[Saved data entries]
___
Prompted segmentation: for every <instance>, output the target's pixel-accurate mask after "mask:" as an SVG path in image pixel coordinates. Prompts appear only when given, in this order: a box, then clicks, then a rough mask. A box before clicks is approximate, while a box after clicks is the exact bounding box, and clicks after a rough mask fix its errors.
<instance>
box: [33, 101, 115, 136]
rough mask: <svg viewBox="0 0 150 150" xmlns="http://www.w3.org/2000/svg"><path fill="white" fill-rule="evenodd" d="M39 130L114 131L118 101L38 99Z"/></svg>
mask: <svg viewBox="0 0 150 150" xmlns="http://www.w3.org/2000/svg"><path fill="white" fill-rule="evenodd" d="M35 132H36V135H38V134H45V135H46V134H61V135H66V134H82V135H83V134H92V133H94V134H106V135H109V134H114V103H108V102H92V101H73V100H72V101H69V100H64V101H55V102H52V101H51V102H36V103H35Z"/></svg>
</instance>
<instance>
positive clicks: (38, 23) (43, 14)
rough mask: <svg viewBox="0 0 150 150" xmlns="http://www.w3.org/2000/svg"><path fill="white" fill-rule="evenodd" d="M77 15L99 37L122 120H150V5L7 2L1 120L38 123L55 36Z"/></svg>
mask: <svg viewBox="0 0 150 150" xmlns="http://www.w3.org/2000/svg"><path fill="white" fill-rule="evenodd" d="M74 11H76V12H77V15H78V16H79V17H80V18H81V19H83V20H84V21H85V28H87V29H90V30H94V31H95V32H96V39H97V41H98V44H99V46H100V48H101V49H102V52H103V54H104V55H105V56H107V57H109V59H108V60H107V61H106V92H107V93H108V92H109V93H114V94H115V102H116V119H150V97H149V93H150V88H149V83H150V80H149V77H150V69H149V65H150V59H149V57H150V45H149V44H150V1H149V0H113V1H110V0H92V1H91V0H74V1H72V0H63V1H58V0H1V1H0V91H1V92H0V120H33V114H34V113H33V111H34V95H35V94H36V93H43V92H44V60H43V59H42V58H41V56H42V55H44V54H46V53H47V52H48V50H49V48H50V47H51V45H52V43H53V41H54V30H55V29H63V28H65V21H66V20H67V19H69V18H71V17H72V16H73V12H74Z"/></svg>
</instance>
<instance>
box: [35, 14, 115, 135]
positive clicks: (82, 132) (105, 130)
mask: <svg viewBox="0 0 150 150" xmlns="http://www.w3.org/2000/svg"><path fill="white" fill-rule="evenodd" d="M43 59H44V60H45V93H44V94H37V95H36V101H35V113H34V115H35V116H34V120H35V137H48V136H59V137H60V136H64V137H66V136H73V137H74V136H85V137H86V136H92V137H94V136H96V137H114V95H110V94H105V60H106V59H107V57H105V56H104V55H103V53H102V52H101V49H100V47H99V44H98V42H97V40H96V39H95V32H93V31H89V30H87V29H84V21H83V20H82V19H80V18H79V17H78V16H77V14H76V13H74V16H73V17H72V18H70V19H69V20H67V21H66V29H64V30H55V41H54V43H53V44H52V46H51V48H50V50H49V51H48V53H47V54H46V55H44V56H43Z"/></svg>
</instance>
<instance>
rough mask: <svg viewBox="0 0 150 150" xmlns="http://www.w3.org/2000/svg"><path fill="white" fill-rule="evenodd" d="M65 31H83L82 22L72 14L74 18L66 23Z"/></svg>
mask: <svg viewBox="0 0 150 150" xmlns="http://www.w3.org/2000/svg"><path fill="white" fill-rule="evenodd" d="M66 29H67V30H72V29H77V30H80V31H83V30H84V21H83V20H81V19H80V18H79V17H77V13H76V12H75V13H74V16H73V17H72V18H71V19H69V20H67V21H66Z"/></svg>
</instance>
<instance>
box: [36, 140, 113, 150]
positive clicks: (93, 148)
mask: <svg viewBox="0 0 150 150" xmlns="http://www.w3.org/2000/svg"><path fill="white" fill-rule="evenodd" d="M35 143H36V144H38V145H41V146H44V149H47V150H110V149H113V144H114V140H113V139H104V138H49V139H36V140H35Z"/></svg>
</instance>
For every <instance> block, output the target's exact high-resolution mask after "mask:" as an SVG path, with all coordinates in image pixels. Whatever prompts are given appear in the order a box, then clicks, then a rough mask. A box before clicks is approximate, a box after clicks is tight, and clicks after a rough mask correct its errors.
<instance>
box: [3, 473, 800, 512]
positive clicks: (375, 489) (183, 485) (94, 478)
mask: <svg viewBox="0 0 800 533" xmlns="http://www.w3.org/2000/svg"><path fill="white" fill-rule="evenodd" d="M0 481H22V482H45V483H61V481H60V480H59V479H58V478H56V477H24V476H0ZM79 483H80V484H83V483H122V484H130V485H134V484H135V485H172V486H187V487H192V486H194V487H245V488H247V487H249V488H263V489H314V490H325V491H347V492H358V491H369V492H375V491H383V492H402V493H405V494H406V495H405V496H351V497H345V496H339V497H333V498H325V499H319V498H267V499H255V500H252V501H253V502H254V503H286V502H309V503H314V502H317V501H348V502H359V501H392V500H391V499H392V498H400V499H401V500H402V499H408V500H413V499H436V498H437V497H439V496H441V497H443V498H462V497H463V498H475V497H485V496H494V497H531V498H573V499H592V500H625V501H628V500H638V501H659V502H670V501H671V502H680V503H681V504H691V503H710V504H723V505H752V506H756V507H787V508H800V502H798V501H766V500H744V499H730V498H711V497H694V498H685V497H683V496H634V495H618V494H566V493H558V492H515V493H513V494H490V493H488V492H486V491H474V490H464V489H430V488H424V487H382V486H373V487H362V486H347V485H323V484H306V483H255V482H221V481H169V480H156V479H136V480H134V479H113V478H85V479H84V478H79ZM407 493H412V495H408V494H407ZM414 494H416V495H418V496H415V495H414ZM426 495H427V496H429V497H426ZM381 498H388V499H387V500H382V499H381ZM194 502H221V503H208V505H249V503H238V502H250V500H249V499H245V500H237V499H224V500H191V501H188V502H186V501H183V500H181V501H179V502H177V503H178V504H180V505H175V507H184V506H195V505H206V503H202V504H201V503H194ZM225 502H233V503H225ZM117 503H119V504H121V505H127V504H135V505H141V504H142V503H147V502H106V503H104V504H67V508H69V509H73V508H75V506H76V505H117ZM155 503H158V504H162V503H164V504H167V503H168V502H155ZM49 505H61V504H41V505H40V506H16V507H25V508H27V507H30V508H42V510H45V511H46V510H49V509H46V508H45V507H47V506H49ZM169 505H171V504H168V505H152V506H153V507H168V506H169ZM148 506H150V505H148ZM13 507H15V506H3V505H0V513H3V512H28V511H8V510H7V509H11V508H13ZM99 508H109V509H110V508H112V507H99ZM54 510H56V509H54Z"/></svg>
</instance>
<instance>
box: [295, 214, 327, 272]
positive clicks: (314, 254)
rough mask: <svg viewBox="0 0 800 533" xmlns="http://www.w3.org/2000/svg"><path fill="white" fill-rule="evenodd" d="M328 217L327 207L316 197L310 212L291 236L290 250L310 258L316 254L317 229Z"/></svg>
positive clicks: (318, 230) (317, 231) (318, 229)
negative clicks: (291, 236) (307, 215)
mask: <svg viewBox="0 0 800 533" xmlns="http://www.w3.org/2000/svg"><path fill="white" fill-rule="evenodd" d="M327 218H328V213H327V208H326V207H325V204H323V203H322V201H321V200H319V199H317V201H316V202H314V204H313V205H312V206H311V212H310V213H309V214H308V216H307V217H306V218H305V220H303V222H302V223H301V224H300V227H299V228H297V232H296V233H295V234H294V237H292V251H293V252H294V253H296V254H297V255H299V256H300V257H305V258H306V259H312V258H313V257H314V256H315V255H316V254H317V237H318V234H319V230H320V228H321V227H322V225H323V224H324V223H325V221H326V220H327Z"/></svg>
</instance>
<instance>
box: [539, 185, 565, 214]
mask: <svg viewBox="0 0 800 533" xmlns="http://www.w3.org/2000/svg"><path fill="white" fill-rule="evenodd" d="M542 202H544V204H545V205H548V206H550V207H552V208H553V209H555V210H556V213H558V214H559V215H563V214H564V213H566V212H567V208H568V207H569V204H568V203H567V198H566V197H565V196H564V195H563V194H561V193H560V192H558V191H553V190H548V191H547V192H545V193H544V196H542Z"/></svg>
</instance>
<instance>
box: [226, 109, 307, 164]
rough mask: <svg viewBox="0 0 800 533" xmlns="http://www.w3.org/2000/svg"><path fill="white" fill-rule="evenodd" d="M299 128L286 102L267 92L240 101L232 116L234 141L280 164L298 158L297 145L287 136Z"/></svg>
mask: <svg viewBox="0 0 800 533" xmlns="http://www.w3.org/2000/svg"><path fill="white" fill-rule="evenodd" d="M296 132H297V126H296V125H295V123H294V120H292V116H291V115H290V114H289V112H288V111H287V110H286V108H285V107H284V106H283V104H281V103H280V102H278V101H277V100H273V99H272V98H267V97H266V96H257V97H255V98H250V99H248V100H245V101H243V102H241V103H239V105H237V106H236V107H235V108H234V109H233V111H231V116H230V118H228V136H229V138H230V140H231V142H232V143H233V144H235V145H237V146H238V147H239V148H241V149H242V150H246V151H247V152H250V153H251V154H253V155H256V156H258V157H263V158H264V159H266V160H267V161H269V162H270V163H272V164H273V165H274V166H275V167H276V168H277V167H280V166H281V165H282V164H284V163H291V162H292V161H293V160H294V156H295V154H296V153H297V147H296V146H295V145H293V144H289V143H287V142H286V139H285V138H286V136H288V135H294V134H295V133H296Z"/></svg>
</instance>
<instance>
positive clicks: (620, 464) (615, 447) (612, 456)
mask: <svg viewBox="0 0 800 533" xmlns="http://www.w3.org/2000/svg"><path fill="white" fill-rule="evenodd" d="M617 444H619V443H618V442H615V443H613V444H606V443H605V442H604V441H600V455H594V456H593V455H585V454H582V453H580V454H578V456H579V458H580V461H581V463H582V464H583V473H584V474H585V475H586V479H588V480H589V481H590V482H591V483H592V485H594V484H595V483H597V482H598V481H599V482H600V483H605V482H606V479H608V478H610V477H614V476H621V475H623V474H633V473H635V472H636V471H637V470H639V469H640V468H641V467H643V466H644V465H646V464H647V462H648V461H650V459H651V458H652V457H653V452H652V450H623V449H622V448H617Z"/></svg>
___
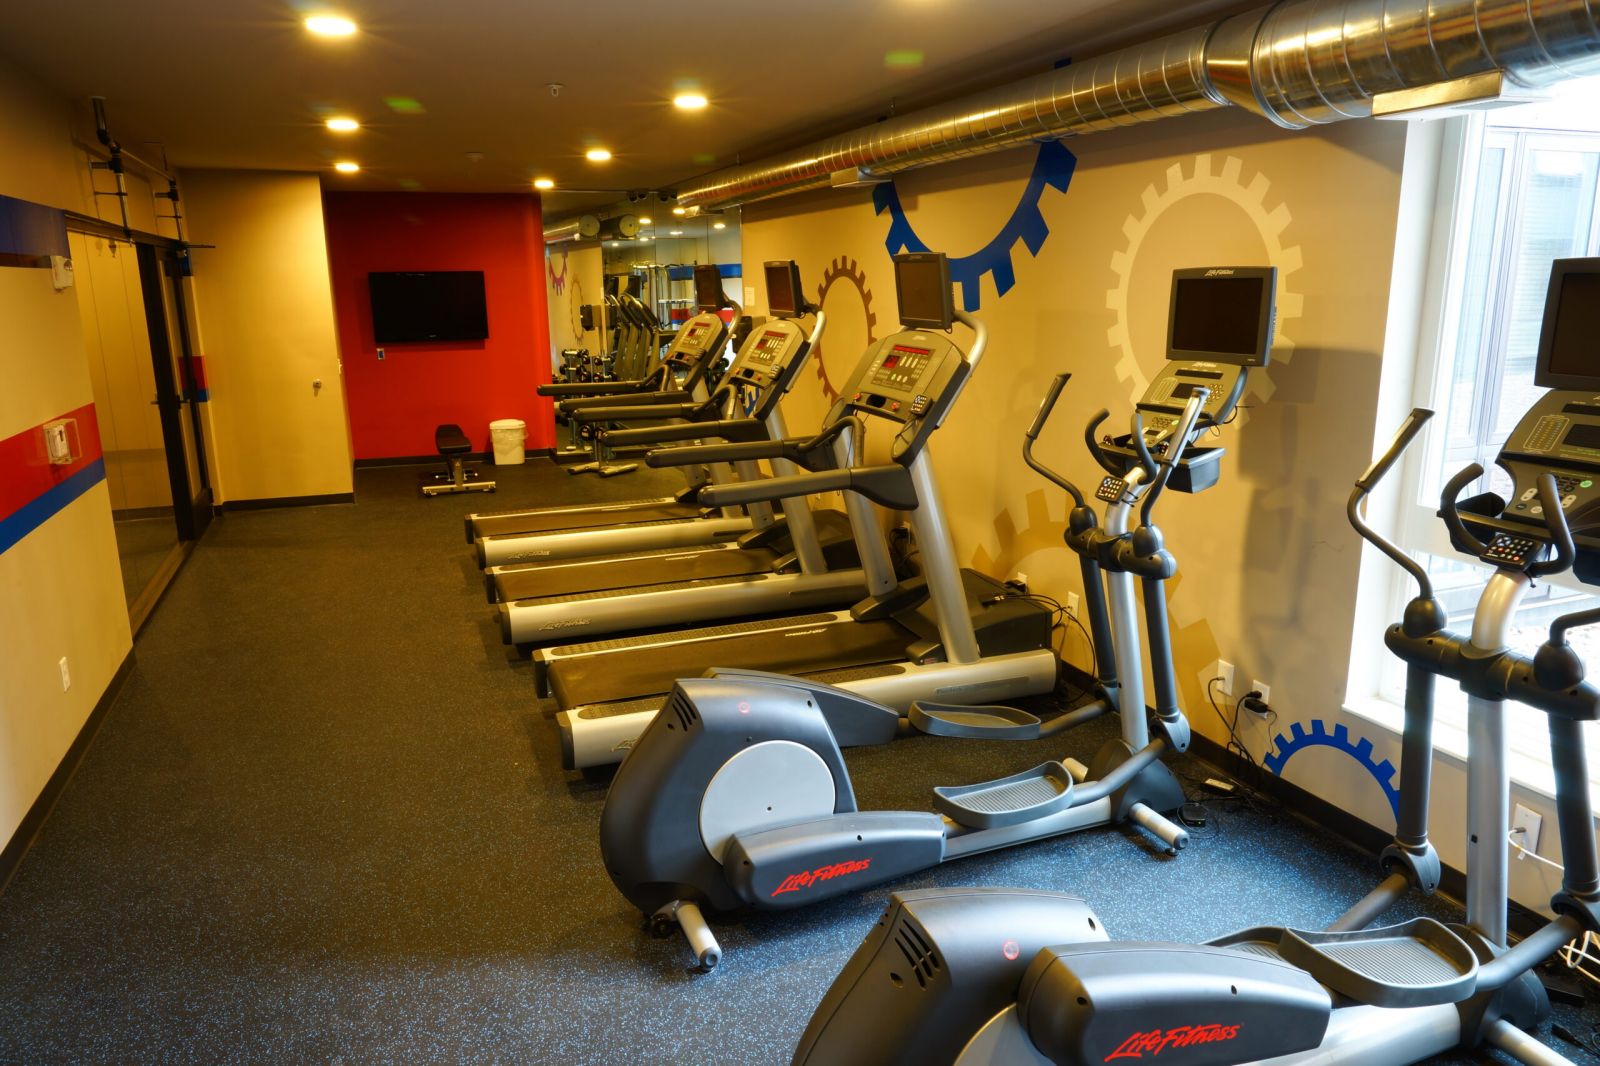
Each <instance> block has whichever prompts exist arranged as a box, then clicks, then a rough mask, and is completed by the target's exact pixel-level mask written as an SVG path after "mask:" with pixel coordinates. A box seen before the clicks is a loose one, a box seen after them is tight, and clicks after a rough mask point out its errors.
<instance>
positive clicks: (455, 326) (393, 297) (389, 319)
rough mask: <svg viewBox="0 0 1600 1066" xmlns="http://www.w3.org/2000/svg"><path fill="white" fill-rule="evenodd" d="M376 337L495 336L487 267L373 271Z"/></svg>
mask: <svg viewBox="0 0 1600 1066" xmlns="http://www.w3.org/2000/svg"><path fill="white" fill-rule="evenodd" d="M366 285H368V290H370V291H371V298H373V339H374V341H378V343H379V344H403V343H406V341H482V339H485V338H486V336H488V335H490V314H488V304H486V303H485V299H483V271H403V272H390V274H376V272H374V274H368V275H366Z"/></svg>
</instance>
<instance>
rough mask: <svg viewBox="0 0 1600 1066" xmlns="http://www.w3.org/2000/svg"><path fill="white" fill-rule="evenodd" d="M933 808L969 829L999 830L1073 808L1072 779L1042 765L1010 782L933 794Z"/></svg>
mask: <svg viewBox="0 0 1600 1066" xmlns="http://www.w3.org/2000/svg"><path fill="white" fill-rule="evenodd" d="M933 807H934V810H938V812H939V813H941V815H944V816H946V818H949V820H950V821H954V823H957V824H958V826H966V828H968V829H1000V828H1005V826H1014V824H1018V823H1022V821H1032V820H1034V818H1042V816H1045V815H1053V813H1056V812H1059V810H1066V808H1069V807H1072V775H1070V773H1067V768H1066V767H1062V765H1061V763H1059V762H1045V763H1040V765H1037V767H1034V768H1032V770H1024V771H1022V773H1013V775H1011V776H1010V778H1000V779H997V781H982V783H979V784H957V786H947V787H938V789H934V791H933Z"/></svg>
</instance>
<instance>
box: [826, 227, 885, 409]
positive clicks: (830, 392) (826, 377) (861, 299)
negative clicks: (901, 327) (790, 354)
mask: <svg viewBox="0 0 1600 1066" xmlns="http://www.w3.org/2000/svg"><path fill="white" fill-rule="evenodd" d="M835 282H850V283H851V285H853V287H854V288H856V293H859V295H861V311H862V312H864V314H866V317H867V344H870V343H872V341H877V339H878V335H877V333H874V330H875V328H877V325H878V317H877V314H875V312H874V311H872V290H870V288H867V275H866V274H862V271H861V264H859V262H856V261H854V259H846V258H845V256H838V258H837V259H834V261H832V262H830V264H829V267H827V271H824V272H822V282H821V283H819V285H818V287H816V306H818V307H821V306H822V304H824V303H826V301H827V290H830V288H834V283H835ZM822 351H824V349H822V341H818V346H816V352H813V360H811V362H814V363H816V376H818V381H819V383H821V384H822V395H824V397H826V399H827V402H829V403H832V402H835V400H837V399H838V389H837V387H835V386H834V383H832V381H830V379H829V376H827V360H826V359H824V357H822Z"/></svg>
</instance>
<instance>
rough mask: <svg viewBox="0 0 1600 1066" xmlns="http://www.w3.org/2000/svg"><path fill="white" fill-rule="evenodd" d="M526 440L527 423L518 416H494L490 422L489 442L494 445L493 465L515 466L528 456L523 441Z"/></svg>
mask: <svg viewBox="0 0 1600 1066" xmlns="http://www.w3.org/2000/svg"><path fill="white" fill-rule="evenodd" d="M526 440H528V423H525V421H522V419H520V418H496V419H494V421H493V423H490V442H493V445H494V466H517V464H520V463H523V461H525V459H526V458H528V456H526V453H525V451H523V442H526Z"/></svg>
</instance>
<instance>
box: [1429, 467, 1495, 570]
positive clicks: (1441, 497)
___
* _Your instructions_:
Transcribe, exactly and without additions, the lines of the records above, beginning with the line that contains "positive clicks: (38, 23) (43, 14)" and ending with the line that contains "box: [35, 14, 115, 135]", both included.

* _Your response_:
positive clicks: (38, 23) (43, 14)
rough mask: <svg viewBox="0 0 150 150" xmlns="http://www.w3.org/2000/svg"><path fill="white" fill-rule="evenodd" d="M77 15L99 37L122 120H150V5L7 2L1 120L38 123L55 36Z"/></svg>
mask: <svg viewBox="0 0 150 150" xmlns="http://www.w3.org/2000/svg"><path fill="white" fill-rule="evenodd" d="M74 11H76V12H77V15H78V16H79V17H80V18H81V19H83V20H84V21H85V28H87V29H90V30H94V31H95V32H96V39H97V41H98V44H99V46H100V48H101V49H102V52H103V54H104V55H105V56H107V57H109V59H108V60H107V61H106V92H107V93H108V92H109V93H114V94H115V102H116V119H150V97H149V93H150V88H149V83H150V80H149V77H150V69H149V65H150V59H149V57H150V45H149V44H150V1H149V0H113V1H110V0H92V1H91V0H74V1H72V0H63V1H58V0H1V1H0V91H1V92H0V120H33V114H34V113H33V111H34V95H35V94H36V93H43V92H44V60H43V59H42V58H41V56H42V55H44V54H46V53H47V52H48V50H49V48H50V47H51V45H52V43H53V41H54V30H55V29H63V28H65V21H66V20H67V19H69V18H71V17H72V16H73V12H74Z"/></svg>
</instance>
<instance>
box: [35, 14, 115, 135]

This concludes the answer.